TASK PROMPT: The number needed is how many lines in these entries contain "like"; give it alone.

###

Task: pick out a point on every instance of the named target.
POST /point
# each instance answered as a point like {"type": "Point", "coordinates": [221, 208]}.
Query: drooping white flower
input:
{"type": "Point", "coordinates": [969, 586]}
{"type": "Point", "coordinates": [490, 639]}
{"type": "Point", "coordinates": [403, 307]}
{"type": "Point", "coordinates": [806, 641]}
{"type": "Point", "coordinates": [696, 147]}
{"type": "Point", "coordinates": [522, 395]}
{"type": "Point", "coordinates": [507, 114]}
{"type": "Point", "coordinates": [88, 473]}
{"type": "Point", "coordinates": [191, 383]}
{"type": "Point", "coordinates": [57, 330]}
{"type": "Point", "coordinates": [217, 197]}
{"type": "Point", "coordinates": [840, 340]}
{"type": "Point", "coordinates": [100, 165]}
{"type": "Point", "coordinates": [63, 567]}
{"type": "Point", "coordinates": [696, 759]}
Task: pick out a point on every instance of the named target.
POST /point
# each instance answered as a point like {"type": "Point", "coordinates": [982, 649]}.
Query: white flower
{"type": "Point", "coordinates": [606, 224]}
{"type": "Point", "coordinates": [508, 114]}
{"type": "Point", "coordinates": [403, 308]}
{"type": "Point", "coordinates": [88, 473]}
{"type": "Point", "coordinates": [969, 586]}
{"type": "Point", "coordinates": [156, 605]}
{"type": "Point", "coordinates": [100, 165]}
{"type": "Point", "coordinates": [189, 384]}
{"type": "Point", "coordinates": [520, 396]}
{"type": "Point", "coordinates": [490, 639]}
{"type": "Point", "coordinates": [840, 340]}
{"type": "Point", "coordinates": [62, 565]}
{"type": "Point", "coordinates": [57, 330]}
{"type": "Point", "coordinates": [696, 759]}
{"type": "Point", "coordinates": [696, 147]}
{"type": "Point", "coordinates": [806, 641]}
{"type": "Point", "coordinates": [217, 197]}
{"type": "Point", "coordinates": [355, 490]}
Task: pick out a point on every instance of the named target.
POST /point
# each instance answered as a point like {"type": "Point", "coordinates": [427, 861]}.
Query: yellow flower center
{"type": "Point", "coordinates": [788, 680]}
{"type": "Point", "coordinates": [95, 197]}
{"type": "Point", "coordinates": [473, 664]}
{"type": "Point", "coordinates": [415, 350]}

###

EXERCISE OUTPUT: 3